• **Document section**
BEGIN
Fountain Tire Holdings Ltd. is a Canadian tire dealer and automotive service provider with 160 consumer locations in Central and Western Canada. The company also provides tires and tire-related services to commercial truck fleets and off-road vehicles used in agriculture, oil and gas, mining and construction.

Fountain Tire operates on a 50/50 partnership model whereby the majority of Fountain Tire managers own equity in their stores. The company was named one of “Canada’s Best Managed Companies” since 1994.

History
Fountain Tire was founded in 1956 by Bill Fountain. The company started as a small, double-bay garage in Wainwright, Alberta, and offered in-the-field service to farmers. As it grew, Bill Fountain decided to offer local managers 50 percent equity in their stores, still in use today. 

In 1976, Bill Fountain was killed in a car accident, leaving behind a network of 19 stores and partners.

The 1980s included further expansion for Fountain Tire: a move to the new head office in Edmonton and a change in Fountain Tire's expansion strategy. On September 24, 1987, Fountain Tire sold 49 percent of its business to Goodyear Canada. By the end of the 1990s, 100 new Fountain Tire stores had been added across Western Canada.

In 2014, Fountain Tire relocated its corporate headquarters to a new facility in the South Edmonton, called Fountain Tire Place.

In 2016, Fountain Tire reached its 60th anniversary. The company launched a 60-day cross-country campaign paying tribute to the 1950s with a drive-in movie tour and giveaways of 60,000 AIR MILES.

Today, Fountain Tire operates 160 locations in Canada from Victoria, B.C. to Vaughan, Ontario.

Corporate

Headquarters
Fountain Tire's corporate office is located in South Edmonton at Fountain Tire Place.

Community Involvement 
Fountain Tire supports the United Way, Junior Achievement and local charities in cities across Canada. In 2015, the company donated a 15-seat passenger van to Grow Calgary, Canada's largest urban farm, which supplies the local food bank. In 2019, Fountain Tire CEO Brent Hesje received a Northern Lights Award of Distinction by the Edmonton Chamber of Commerce in recognition of his corporate, community and industry leadership.
END
• **Goal 1**
Gather every line of the listing below that contains the string "anthurium", matching case exactly.

[Pointing records]
BEGIN
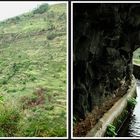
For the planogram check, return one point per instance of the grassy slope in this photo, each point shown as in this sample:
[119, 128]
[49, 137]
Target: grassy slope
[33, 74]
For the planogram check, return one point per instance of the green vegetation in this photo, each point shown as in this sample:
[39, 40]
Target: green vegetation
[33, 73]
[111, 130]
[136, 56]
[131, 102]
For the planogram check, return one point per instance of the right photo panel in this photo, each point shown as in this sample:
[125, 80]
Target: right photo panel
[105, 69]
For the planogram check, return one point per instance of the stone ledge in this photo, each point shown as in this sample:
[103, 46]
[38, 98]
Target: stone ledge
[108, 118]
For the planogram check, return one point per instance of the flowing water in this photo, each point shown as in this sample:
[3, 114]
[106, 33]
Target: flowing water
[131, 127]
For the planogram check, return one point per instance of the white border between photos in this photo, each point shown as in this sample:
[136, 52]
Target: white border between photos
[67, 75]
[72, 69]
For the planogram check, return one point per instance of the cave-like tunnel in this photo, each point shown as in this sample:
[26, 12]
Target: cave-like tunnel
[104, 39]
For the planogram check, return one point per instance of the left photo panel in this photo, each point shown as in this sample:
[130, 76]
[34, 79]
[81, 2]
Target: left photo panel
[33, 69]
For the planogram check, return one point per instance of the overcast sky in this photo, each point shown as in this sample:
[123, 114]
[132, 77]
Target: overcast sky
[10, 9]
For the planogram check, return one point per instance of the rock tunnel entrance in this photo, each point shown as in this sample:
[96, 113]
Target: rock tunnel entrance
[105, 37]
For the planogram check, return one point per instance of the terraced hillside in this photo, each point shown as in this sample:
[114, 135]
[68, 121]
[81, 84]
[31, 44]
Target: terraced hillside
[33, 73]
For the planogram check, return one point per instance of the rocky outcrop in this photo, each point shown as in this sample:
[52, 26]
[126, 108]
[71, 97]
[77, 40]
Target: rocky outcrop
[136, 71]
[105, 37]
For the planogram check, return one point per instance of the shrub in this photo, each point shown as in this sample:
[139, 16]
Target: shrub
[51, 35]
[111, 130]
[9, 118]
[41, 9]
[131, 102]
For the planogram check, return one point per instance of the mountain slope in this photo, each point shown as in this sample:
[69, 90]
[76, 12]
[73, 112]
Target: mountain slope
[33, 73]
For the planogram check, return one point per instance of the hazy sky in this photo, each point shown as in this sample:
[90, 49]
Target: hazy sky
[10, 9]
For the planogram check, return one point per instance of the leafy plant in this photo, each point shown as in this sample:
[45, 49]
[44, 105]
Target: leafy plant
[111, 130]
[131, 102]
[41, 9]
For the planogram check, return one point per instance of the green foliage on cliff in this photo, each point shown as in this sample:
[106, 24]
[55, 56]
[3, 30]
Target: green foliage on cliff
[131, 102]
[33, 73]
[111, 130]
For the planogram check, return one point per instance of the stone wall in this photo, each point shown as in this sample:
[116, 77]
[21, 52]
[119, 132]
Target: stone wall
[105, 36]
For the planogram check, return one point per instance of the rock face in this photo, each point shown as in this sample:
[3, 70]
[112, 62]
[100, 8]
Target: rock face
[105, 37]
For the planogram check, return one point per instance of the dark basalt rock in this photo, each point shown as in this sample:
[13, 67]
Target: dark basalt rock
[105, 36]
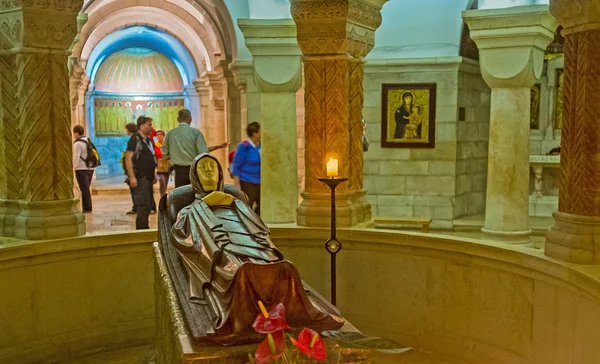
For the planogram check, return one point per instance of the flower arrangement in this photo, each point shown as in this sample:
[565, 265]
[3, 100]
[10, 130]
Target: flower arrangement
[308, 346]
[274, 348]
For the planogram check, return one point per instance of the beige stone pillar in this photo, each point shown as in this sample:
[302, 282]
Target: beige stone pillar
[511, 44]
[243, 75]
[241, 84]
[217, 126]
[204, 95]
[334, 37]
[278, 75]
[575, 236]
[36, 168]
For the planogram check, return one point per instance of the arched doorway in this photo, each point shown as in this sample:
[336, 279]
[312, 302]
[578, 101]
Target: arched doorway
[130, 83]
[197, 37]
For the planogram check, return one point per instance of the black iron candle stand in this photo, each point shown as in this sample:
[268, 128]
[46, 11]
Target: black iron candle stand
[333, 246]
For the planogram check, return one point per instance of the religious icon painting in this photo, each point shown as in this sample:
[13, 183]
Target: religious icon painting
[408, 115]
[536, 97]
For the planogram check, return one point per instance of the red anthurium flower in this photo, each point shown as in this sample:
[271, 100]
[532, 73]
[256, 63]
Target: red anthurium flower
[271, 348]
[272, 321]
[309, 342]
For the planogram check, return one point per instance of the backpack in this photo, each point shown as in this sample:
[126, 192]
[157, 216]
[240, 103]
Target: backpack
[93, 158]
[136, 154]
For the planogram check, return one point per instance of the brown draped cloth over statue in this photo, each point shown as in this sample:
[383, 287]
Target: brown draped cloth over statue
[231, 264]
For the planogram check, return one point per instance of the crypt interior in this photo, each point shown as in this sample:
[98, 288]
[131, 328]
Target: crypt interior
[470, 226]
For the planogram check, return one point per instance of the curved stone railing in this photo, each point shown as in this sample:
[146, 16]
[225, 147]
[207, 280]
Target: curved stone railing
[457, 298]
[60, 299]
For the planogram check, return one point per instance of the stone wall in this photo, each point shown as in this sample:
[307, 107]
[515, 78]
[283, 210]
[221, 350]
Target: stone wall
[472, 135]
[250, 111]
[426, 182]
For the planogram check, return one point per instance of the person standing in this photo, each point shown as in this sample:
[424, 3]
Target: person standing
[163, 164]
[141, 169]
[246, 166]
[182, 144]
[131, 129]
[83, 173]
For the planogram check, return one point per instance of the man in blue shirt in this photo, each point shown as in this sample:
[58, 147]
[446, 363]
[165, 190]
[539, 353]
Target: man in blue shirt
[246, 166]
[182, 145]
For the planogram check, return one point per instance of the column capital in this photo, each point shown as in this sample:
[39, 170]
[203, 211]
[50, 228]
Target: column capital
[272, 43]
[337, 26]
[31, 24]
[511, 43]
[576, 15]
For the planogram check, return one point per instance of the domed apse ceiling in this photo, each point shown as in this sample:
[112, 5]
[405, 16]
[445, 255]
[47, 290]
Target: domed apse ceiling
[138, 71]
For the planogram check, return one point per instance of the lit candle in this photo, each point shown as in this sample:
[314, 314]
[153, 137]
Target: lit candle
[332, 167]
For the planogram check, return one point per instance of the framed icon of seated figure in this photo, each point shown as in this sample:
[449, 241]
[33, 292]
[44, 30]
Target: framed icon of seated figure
END
BEGIN
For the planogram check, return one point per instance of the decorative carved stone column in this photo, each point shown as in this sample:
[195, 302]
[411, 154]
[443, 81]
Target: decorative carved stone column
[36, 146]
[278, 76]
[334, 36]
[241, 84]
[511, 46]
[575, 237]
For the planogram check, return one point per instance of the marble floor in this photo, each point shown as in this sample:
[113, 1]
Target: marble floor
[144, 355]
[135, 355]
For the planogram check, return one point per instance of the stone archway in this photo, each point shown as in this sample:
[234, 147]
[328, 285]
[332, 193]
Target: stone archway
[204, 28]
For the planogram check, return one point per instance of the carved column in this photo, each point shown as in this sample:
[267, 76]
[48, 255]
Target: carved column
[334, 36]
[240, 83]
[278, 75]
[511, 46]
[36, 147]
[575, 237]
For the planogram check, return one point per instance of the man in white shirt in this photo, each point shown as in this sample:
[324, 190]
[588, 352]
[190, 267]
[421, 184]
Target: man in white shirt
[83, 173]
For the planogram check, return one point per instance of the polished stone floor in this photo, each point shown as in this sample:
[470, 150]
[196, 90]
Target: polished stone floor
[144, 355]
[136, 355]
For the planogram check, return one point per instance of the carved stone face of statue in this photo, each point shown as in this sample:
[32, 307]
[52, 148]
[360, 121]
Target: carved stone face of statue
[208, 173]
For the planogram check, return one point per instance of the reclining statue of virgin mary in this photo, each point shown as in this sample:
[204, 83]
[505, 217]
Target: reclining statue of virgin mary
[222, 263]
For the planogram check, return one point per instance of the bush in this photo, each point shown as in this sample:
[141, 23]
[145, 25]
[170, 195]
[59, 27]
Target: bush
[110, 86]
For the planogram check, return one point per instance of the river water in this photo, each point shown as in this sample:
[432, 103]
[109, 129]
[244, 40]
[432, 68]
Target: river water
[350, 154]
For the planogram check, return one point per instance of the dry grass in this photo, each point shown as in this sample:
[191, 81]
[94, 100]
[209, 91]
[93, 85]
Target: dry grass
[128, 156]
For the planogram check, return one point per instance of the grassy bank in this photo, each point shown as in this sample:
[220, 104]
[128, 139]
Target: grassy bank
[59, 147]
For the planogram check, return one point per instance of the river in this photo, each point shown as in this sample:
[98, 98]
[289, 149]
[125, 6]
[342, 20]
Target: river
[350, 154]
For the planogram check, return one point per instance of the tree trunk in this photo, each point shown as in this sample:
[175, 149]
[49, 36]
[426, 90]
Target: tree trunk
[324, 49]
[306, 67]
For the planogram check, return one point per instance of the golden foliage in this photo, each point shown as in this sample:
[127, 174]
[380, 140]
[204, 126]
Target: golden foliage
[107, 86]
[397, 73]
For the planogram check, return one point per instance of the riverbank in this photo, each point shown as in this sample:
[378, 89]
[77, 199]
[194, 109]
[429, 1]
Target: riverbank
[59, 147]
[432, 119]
END
• **Goal 2**
Please decide whether each statement agrees with the Fountain Tire article, answering yes or no and quoting the words from the article that settle it: (a) The company began as a garage in Wainwright, Alberta. (b) In 1987, Goodyear Canada bought 51 percent of the business. (c) Bill Fountain left a network of 19 stores when he died in 1976.

• **Correct response 1**
For the planogram check, return one point per instance of the red anthurium flower in this photo, each point shown as in this sample:
Target: red anthurium flower

• **Correct response 2**
(a) Yes: "The company started as a small, double-bay garage in Wainwright, Alberta"
(b) No: "On September 24, 1987, Fountain Tire sold 49 percent of its business to Goodyear Canada."
(c) Yes: "In 1976, Bill Fountain was killed in a car accident, leaving behind a network of 19 stores and partners."